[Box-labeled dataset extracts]

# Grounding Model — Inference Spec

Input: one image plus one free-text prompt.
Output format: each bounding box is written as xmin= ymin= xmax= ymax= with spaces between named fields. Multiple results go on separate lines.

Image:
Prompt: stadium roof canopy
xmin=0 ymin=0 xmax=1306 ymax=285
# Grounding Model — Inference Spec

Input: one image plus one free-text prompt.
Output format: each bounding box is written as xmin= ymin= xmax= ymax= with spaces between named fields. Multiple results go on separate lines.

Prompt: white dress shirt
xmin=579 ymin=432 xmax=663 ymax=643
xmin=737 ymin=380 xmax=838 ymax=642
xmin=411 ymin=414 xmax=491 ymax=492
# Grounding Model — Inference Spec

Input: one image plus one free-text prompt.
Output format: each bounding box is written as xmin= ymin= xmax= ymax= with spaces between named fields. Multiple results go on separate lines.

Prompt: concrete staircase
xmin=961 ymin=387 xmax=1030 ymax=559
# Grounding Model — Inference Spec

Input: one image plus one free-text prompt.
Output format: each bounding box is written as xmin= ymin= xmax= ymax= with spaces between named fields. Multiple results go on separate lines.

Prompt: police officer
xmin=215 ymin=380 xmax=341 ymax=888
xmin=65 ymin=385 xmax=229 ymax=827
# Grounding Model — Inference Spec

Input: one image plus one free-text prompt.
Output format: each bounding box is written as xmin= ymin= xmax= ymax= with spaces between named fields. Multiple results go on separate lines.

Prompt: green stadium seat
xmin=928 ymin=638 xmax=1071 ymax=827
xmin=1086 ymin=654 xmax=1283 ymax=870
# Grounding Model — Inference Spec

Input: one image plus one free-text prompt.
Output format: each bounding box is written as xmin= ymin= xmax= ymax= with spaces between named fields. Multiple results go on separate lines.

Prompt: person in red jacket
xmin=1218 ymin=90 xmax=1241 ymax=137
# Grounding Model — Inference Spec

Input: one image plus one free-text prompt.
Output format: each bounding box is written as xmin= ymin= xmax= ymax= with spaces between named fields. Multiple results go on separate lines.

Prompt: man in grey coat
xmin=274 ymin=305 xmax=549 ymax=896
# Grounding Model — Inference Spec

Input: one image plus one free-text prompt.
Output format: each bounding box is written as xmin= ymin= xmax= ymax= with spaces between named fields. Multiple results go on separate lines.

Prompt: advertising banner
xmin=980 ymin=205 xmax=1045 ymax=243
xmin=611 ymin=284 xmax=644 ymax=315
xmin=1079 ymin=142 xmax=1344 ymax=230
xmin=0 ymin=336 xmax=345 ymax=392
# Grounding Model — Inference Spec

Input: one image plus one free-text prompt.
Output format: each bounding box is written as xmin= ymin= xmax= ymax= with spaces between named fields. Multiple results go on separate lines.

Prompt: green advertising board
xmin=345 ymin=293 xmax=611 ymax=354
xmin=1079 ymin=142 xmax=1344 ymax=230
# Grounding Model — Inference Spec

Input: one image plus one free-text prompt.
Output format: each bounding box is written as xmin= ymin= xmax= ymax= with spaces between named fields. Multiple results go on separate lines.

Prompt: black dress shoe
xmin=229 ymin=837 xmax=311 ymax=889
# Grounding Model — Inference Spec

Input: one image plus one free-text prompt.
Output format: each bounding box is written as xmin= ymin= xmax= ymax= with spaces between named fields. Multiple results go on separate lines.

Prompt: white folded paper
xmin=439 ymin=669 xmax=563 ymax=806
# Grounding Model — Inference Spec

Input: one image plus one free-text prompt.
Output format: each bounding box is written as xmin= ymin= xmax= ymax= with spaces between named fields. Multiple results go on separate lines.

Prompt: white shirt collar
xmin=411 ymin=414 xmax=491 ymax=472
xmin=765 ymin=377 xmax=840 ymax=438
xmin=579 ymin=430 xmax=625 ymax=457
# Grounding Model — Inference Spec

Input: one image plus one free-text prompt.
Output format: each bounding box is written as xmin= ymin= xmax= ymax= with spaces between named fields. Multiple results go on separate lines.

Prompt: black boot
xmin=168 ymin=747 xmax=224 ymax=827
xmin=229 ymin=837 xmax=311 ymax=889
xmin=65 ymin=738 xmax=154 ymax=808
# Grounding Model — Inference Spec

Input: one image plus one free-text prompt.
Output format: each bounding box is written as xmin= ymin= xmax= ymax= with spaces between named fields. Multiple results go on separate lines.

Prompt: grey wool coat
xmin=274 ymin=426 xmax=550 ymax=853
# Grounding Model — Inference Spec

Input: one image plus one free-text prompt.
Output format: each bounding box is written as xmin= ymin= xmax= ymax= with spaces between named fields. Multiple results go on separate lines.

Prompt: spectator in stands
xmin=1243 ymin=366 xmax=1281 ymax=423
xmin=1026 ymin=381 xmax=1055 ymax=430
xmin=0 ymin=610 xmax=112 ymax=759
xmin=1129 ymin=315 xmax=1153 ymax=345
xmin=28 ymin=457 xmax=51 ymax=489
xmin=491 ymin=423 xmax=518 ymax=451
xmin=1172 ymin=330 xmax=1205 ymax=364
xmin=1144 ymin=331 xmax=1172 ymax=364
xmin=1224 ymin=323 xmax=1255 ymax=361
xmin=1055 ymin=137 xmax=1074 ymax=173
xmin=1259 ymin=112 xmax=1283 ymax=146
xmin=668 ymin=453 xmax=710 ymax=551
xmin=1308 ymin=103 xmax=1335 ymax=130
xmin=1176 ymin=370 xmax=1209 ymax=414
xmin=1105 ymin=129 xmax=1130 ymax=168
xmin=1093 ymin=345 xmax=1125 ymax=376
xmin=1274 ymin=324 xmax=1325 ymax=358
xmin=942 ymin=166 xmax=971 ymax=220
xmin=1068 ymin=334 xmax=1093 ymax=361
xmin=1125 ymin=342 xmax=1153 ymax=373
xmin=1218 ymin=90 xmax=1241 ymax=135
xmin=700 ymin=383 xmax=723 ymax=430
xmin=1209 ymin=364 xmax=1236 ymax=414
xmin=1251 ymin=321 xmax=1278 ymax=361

*Task brief*.
Copy the material from its first line through the line with "xmin=1218 ymin=90 xmax=1241 ymax=137", both included, and leave every line unchanged except the box coordinates. Multiply each coordinate by 1.2 and round it to a whole number, with halves rounded up.

*Task result*.
# Grounding Model — Inference Spec

Input: one image plus one free-text prompt.
Output format: each bounding box is written as xmin= ymin= xmax= ymax= with spaces between named fields. Multiple results go on separate lines.

Image:
Prompt: stadium roof canopy
xmin=0 ymin=0 xmax=1567 ymax=342
# Grounding Model — Inference Spec

Input: one image plus one free-text prompt.
Output format: each bounding box is written as xmin= ymin= xmax= ymax= with spaces between named fields. Multiple results go on separate lines.

Prompt: white dress shirt
xmin=695 ymin=518 xmax=796 ymax=772
xmin=884 ymin=456 xmax=1006 ymax=770
xmin=493 ymin=497 xmax=589 ymax=590
# Grounding Model — Inference Spec

Input: one image plus one free-text prompt.
Output format: each bounding box is written as xmin= ymin= xmax= ymax= with spaces between named fields. Multiple results go on separate lines.

Prompt: concrete staircase
xmin=1153 ymin=464 xmax=1236 ymax=671
# Grounding Model — Inference Spec

Input: one image plus one free-text prompt.
Output format: each bounding box is written as xmin= ymin= xmax= ymax= with spaces between named fields. Multiple results go on separate lines.

Prompt: police officer
xmin=258 ymin=456 xmax=409 ymax=1066
xmin=78 ymin=462 xmax=275 ymax=992
# Grounding Model — Inference Spec

Input: one image plus one free-text prompt.
Output format: each bounding box is written as xmin= ymin= xmax= ymax= with spaces between named fields. Multiple results go on separate lines.

Prompt: green stadium seat
xmin=1114 ymin=766 xmax=1285 ymax=992
xmin=1303 ymin=785 xmax=1540 ymax=1044
# Grounding Model — Inference Spec

Input: one image plus one free-text prompt.
Output format: each bounding box is written as xmin= ymin= xmax= ymax= with spaces between named fields. Multiple results go on separate lines.

Prompt: person in red jacket
xmin=1462 ymin=108 xmax=1489 ymax=164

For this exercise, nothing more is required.